◆ Input material
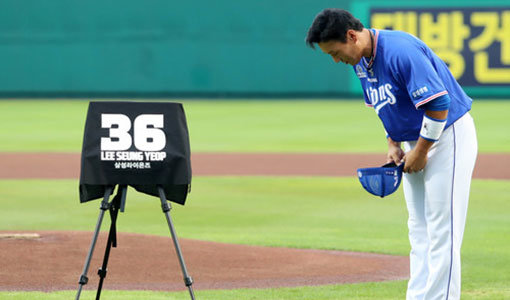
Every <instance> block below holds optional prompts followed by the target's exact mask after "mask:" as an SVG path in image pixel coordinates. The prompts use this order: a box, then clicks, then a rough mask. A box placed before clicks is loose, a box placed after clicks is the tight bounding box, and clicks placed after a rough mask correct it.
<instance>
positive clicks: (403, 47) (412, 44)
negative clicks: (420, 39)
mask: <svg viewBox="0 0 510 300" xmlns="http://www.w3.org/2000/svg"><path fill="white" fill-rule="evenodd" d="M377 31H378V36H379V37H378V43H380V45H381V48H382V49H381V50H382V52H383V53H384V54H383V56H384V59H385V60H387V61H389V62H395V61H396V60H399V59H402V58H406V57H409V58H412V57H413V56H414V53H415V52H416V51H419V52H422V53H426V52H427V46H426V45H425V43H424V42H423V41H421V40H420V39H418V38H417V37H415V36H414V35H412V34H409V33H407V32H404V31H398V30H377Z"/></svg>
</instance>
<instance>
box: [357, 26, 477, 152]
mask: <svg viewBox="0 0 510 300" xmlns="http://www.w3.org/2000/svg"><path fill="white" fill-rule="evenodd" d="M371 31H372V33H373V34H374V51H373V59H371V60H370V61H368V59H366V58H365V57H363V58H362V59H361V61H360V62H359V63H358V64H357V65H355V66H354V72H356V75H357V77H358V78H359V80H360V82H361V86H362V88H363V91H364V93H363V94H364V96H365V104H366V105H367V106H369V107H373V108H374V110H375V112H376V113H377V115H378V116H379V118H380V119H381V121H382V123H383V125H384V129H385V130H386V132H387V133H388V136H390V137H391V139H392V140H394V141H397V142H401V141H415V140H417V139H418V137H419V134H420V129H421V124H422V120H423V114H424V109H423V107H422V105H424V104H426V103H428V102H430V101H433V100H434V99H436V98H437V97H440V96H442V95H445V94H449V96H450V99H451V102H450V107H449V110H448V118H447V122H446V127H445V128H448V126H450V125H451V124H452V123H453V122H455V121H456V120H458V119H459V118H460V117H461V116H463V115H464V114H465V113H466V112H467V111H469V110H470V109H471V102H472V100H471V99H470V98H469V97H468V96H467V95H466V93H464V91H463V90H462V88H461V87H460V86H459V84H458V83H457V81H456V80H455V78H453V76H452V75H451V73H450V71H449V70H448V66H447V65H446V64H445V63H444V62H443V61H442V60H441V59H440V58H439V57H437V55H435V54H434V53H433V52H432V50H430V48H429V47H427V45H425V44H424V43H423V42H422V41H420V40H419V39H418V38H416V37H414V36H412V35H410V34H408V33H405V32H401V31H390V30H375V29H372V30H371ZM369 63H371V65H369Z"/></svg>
* * *
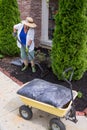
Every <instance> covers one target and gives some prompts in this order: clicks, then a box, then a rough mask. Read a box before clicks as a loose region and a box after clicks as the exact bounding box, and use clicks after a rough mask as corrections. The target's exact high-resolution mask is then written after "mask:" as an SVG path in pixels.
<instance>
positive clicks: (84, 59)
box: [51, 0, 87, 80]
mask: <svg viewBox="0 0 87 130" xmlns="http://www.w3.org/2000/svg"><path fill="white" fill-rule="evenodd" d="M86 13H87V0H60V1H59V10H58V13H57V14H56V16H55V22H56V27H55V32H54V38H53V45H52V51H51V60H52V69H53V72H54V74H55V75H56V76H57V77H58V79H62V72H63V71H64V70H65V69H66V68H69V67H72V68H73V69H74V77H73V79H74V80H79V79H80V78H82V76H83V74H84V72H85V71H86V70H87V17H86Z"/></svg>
...
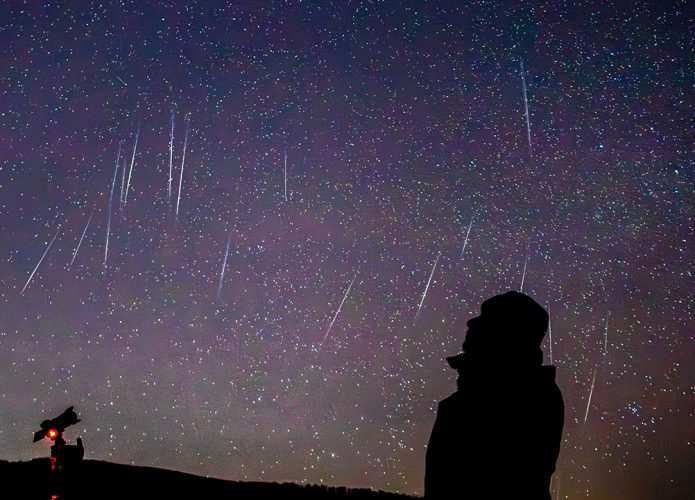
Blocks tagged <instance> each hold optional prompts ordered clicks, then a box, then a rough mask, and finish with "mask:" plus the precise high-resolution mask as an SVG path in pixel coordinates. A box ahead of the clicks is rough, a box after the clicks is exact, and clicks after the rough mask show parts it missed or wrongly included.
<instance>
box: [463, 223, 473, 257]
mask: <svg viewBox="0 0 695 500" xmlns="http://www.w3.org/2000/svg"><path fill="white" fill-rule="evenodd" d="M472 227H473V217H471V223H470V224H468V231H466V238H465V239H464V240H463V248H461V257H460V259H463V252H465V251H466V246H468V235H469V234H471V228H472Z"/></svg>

◆ Task prompt
List each line of the items above that contains the word "positive". Case counts.

◆ Result of the exercise
positive clicks: (403, 47) (412, 44)
positive clicks: (84, 59)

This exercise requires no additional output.